◆ **WHAT IS EXPECTED**
Find every line in the entries that holds the string "below" and report it.

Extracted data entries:

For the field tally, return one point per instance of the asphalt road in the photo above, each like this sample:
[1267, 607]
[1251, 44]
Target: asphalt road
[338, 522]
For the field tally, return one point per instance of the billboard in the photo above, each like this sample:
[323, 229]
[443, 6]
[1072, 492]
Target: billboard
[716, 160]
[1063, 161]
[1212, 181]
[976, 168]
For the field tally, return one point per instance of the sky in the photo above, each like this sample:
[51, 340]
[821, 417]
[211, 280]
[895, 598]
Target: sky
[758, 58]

==

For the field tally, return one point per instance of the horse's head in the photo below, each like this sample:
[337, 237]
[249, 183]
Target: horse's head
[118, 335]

--

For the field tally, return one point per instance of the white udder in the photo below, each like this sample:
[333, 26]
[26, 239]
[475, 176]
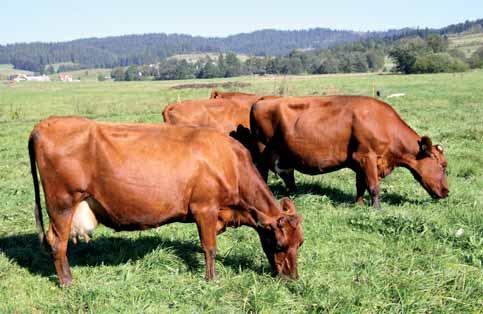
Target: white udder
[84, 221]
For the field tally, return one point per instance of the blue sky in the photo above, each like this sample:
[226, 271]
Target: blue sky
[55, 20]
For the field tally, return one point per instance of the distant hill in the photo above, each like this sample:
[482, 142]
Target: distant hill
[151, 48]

◆ **EXERCISE RESULT**
For the field tally, return one point per instance of the horse's head in the photo below, each like this sample:
For the field tally, return one point per instance of the white udder in the photo below, each like this sample:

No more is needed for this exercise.